* Énoncé
Extrayez des lignes ci-dessous toutes celles qui contiennent le mot « basketball ».

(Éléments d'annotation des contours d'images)
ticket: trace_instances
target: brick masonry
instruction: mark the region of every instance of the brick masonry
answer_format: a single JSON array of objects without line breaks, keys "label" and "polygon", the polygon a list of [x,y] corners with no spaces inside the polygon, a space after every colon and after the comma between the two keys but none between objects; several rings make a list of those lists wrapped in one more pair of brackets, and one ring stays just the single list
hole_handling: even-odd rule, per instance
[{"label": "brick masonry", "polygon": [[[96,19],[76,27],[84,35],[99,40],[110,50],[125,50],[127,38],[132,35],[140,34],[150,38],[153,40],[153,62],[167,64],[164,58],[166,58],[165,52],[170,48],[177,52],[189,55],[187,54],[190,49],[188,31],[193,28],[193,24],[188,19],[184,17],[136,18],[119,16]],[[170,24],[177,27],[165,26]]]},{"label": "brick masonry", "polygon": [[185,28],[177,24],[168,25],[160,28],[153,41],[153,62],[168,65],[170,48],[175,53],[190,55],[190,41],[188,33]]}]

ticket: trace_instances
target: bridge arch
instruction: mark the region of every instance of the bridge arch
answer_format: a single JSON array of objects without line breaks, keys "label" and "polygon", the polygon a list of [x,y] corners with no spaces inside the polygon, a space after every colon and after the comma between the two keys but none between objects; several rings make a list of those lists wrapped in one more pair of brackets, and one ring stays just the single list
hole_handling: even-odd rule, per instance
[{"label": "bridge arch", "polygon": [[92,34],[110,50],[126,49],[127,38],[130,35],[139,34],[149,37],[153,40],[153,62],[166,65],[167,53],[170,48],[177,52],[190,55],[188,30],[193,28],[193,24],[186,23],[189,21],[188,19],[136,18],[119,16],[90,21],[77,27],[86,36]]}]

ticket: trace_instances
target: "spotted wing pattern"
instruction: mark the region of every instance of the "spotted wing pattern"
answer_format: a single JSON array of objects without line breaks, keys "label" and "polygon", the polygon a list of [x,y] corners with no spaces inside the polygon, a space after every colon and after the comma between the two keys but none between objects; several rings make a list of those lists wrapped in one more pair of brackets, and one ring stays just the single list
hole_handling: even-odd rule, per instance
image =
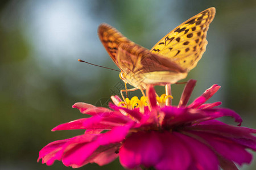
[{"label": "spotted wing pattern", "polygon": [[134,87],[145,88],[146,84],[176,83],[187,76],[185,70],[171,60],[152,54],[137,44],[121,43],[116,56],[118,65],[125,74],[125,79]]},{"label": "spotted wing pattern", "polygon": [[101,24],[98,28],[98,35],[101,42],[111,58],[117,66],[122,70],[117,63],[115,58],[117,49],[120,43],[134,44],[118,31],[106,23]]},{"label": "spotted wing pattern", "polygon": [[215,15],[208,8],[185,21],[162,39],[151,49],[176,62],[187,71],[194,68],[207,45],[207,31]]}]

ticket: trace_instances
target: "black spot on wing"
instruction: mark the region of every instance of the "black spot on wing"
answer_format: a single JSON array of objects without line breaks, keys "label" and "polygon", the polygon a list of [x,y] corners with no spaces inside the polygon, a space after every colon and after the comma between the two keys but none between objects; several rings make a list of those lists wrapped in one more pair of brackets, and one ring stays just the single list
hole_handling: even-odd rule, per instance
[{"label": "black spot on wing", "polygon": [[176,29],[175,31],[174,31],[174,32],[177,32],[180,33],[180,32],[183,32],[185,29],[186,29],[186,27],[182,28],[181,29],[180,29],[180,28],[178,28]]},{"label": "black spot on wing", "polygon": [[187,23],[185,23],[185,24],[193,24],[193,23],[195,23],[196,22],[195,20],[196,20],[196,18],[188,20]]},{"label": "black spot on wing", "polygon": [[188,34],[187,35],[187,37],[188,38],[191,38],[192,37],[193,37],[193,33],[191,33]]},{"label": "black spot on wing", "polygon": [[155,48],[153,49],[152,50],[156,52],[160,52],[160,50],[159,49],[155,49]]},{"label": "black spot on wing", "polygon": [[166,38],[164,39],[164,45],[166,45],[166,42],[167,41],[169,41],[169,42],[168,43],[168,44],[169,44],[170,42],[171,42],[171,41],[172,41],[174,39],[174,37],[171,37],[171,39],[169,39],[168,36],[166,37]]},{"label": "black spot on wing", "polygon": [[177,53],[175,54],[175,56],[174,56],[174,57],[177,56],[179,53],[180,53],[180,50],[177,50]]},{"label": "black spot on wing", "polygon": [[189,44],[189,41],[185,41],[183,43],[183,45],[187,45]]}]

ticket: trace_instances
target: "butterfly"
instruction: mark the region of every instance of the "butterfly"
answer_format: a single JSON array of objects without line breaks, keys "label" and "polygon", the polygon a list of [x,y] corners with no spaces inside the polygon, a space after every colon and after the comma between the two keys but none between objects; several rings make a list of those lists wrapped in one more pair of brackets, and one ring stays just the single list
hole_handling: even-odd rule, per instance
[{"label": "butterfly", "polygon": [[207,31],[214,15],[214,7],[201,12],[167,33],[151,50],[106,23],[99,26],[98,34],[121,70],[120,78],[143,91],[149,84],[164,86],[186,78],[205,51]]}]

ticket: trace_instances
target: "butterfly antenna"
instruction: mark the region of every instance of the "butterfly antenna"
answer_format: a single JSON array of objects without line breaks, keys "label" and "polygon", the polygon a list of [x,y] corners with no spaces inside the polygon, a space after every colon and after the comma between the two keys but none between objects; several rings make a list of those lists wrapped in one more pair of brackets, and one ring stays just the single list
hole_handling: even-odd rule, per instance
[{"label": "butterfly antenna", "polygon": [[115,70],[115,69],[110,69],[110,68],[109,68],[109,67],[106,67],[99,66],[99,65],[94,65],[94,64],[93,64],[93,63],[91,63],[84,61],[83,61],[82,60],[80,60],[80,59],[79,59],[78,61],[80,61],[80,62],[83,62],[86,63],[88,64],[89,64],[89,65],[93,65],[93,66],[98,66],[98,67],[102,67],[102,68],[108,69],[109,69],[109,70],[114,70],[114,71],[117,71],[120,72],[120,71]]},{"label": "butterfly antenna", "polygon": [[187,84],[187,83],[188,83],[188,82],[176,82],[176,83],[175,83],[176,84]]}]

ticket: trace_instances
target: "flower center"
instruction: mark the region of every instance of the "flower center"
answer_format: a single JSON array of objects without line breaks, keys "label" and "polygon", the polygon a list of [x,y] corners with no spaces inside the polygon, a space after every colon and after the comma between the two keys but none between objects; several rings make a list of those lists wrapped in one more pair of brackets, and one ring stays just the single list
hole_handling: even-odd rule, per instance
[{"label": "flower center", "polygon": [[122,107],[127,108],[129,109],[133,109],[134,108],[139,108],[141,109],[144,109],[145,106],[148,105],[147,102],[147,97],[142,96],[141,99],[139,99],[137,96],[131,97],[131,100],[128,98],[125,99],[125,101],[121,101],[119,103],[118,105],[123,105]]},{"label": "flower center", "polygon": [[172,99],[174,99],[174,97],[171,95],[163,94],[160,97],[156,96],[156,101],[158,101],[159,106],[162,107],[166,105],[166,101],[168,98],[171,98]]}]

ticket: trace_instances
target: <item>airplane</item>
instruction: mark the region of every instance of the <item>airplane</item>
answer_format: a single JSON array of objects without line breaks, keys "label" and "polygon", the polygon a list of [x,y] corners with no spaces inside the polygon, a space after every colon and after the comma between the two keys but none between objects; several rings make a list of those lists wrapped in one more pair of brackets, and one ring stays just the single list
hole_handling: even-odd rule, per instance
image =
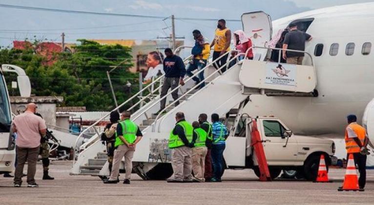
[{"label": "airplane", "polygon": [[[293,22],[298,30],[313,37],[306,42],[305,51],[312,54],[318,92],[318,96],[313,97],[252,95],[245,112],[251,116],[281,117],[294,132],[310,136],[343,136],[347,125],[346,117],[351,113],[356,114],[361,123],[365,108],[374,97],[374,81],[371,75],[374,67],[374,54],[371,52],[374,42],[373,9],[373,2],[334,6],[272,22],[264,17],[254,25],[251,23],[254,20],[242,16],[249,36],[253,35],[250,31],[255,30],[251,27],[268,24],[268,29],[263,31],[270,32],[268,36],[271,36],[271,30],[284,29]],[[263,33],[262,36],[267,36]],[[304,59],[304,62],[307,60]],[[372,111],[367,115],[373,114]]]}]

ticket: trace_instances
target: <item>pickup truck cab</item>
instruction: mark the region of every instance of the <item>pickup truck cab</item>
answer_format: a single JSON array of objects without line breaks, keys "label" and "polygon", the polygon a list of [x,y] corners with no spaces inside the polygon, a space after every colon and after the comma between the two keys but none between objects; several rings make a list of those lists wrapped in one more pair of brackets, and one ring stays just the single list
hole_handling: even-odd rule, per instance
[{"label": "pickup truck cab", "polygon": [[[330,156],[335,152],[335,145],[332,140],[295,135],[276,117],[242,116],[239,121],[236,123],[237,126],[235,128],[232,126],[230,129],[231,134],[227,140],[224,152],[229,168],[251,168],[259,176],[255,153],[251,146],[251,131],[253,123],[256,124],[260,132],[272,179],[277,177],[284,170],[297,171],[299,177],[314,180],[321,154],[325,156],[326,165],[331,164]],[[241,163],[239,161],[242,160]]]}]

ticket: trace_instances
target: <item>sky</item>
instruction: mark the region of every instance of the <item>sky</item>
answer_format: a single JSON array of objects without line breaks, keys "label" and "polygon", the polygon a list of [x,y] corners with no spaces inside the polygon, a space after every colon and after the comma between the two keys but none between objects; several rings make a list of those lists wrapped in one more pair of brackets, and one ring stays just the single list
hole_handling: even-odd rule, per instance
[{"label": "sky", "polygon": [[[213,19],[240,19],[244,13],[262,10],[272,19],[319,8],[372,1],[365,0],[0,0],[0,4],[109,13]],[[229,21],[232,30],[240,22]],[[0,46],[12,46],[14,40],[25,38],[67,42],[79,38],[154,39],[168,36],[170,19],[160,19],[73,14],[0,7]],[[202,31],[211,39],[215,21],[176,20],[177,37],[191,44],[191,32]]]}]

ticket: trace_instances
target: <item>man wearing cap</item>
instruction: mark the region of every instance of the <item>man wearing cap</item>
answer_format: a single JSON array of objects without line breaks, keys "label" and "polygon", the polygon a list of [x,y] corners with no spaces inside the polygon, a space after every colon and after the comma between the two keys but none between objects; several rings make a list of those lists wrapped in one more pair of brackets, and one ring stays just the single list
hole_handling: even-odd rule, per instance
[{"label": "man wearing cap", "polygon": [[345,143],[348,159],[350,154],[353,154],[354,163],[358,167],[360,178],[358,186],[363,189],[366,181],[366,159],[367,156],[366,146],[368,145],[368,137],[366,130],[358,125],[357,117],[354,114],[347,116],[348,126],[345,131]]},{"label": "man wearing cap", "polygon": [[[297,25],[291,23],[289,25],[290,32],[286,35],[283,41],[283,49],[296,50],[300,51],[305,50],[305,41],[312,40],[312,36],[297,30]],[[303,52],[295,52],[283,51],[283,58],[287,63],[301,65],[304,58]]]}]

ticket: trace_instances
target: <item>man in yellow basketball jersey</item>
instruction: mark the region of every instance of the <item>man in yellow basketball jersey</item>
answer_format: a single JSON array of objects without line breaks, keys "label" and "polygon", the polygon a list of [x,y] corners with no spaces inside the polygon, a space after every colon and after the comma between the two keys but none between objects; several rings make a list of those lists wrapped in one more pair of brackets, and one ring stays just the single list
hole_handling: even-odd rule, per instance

* Corrigé
target: <item>man in yellow basketball jersey</item>
instruction: mark the region of every instance of the <item>man in yellow basketball jersey</item>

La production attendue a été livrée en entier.